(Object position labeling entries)

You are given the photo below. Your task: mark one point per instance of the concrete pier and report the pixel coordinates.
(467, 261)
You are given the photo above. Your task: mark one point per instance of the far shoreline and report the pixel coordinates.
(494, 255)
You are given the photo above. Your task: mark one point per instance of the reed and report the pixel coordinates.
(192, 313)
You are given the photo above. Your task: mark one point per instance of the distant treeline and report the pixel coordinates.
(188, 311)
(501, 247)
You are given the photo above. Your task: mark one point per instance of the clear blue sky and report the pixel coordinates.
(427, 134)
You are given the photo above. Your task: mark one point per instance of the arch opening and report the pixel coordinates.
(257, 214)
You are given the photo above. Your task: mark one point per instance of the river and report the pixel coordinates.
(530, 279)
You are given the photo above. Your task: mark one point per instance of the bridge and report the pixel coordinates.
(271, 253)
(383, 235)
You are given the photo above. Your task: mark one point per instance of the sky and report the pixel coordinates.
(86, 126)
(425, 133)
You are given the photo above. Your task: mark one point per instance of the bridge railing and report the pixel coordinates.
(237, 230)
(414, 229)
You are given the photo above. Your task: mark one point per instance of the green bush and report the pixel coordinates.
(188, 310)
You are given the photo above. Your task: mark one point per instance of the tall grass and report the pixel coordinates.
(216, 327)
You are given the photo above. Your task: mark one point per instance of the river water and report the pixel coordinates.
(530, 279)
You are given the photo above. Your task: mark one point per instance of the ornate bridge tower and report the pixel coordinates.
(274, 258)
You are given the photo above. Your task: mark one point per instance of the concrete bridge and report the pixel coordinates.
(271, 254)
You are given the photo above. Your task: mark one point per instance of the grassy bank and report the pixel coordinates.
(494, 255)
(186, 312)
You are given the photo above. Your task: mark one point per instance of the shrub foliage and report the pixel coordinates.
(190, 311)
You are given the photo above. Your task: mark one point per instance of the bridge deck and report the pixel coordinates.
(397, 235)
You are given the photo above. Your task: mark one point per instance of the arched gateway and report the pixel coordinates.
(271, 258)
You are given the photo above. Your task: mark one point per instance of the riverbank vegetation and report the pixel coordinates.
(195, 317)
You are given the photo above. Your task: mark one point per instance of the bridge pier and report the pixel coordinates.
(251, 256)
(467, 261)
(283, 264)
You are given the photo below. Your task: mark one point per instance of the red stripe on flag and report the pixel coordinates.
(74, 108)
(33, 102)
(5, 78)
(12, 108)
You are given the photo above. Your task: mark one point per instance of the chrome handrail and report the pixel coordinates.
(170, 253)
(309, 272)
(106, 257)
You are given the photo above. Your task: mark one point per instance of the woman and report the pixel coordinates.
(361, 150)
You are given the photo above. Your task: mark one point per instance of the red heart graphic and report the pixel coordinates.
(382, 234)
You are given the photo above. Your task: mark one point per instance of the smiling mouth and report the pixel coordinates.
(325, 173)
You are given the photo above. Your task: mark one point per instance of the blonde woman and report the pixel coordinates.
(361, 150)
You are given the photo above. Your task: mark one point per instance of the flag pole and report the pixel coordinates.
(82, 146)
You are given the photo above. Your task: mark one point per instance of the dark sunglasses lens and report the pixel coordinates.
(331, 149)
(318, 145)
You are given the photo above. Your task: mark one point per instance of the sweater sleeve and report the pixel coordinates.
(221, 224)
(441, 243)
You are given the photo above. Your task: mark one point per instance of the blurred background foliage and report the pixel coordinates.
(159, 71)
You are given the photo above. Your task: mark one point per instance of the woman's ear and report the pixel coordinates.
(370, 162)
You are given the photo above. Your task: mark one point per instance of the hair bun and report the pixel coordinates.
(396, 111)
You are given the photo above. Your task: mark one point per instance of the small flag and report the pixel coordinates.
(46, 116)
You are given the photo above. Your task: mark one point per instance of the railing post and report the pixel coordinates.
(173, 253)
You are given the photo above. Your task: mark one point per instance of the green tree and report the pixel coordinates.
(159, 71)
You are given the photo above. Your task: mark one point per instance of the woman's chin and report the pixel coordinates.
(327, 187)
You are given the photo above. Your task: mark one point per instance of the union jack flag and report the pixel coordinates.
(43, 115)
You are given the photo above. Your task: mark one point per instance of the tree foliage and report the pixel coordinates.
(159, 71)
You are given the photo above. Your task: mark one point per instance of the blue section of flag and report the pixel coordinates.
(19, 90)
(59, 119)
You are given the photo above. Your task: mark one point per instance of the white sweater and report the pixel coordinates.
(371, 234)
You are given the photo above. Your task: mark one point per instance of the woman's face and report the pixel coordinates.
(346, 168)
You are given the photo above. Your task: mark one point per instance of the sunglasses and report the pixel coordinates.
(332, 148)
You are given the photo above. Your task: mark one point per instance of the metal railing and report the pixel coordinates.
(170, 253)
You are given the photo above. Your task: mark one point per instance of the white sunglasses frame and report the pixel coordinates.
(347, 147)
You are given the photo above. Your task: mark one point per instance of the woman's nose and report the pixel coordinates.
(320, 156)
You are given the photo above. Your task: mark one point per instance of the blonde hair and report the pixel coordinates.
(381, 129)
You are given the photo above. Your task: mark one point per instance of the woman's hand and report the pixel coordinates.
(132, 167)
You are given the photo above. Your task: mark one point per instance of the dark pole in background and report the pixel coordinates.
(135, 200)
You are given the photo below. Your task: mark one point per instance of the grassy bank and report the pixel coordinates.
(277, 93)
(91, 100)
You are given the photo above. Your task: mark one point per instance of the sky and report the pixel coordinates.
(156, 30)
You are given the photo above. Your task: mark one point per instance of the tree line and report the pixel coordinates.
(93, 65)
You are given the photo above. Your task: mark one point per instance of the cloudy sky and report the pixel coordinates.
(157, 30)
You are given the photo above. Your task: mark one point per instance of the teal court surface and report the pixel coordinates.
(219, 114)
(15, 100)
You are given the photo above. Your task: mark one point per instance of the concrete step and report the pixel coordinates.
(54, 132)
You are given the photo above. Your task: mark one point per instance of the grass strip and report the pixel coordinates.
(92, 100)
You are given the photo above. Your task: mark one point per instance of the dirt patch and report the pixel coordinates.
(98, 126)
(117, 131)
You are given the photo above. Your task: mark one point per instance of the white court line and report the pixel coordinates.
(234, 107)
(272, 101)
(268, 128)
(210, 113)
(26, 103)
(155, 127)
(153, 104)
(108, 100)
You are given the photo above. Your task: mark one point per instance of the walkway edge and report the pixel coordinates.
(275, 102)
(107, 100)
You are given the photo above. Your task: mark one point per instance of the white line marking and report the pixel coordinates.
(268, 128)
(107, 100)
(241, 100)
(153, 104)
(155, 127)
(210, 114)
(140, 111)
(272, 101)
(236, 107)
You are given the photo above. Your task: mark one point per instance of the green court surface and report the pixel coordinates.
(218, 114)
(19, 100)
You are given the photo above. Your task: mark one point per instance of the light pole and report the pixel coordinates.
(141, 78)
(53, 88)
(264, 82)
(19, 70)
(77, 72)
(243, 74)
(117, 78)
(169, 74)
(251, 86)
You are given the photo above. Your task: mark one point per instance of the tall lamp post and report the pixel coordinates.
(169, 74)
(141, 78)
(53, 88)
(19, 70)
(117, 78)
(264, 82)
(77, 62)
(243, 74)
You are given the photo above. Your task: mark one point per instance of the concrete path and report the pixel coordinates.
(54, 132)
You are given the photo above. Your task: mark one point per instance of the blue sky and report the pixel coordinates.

▶ **PROBLEM DESCRIPTION**: Copy out exactly the lines from the line with "light pole and report the pixel coordinates." to the end of the listing, including both of those lines, and give nothing else.

▶ **OUTPUT OF THE EXERCISE**:
You are given the photo above. Your task: mark one point per instance of the light pole and report the pixel coordinates.
(141, 78)
(53, 88)
(264, 82)
(19, 70)
(77, 72)
(243, 74)
(117, 78)
(169, 74)
(251, 86)
You are given the photo above. Your task: mark one point per instance of the tall lamp post and report the pixel coordinates.
(169, 74)
(141, 78)
(53, 88)
(19, 70)
(117, 78)
(264, 82)
(77, 62)
(243, 74)
You are given the photo above. Your task: mark one point per instance of the concrete path and report the pixel coordinates.
(54, 132)
You are given the photo above. Your task: mark one point per instance of the blue sky and report the pixel coordinates.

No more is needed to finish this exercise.